- _SELECTED TEXT_
########################################
Whitemansburden Interesting anecdote in Sunday's New York Times: in his new book The White Man's Burden, William Easterly discusses one example of how the millions of dollars that the U.S. and other Western nations give in foreign aid are wasted.

Say you want to reduce the number of deaths due to malaria. Public health officials tend to agree that a cheap way to do that is to encourage the use of insecticide-laden mosquito nets in poverty-stricken, equitorial countries. So the U.S. has poured millions of dollars into distributing free mosquito nets. Problem is, the nets end up getting used for things other than protecting people from mosquitos. Why? Because people face no costs for taking multiple nets--or for using the nets for whatever purpose they like. Easterly shows that by working with local groups to sell the nets for as little as 50 cents, donor nations can dramatically improve the results--more nets get out to people who use them for the intended purpose, and thus fewer new cases of malaria.

I love this story because it validates some long-held instincts I've had about selling Stay Free. Whenever I bring bunches of Stay Free! to conferences or other events, I try to sell them for low price--usually $1--instead of giving 'em away free. People who get something for free too often treat it as trash; they'll pick it up without thinking about whether they actually want it, but even a nominal fee will jolt them into consciousness and force them to make a decision.
########################################
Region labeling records

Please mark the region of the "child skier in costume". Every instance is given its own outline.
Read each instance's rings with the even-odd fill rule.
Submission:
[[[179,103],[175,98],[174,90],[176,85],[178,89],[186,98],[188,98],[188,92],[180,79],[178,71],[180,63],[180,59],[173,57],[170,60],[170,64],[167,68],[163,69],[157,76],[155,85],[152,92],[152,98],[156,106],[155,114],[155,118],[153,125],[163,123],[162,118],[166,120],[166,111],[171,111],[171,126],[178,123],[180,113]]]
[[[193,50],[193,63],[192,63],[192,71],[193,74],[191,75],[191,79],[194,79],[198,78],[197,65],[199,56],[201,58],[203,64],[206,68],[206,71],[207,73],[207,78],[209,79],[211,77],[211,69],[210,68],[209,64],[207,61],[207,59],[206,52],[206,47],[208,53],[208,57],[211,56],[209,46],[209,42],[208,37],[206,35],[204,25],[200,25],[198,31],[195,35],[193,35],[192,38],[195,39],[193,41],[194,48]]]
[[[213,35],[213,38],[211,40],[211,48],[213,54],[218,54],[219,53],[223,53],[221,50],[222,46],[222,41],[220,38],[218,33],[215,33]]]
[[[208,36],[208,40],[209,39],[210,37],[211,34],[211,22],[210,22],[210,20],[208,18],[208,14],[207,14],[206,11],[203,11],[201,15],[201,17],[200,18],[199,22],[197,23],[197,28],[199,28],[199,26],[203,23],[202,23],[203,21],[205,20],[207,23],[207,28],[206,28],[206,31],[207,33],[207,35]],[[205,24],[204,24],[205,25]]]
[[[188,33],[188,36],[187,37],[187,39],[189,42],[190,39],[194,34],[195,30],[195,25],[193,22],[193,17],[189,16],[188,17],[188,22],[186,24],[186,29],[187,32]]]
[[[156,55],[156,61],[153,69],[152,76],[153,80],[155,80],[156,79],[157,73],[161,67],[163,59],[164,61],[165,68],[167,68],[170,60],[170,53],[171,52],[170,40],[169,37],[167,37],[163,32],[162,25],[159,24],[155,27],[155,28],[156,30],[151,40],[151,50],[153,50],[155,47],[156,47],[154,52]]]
########################################
- _WHAT THIS EXERCISE ASKS_
**a.** Answer from the foreign-aid post:
(i) Which newspaper carried the anecdote, and on what day?
(ii) For how little does Easterly show the nets can be sold through local groups?
(iii) What price does the writer usually charge for Stay Free! at conferences?
**b.** Carry on the foreign-aid post about mosquito nets from its last sentence.
The records have nothing to do with the text.

- _TASK ANSWERS_
**a.**
(i) The New York Times, on Sunday.
(ii) As little as 50 cents.
(iii) Usually $1.

**b.**
Posted by carrie on 03/20/2006 | Permalink

Comments

The Economist has the president of a group who distributes condoms and other birth control aids to poor countries making a similar point: "Mr Harvey says that rather than donating contraceptives it is better to market and sell them—even if only for pennies. This brings lots of shopkeepers and others into the distribution network, and it also means customers are more likely to value—and therefore use properly—something they have paid for." http://www.economist.com/people/displayStory.cfm?story_id=3262292

Posted by: Michael S. | Mar 20, 2006 5:38:37 PM

Also true for comedy. Apparently everyone in NYC has been burned by a sign or barker advertising "free comedy" so everyone now thinks that they will only get what they pay for. On the other hand, charging anywhere from one to five bucks usually generates a larger - and more attentive - crowd.

Posted by: Charles Star | Mar 21, 2006 1:28:42 AM

The sadness of it being, as in your example with Stay Free, that something without a stated monetary value is looked upon and treated as having (giving) a lesser personal value than something with a monetary value,at least in gesellschaft characterized relations, relations from within we "meet" so much of our world today.

As for condoms and mosquito nets, it's hard not to argue that these goods comes to best use as std and well mosquito protection, and that all means that ensure those usages are good means. What's interesting though is the creativety and well, the heterogenity of practice, these goods (when they are free) are being used in, how they come into being. What comes to mind is research made by Ann-Marie Mol on the "Zimbabwe Bush Pump" - where she argues that these water pumps "fluidity", i.e. it's ability to work with replaced parts etc. , and come into being in ways that the engineer of the pump hadn't even imagined is a large part of its success take a look at >http://locus.cwrl.utexas.edu/spinuzzi/?q=node/159< for a better roundup.. Though as stated these particular goods should not be "fluid" and if putting a price to them makes makes them more "stable" in their usage that's surely good.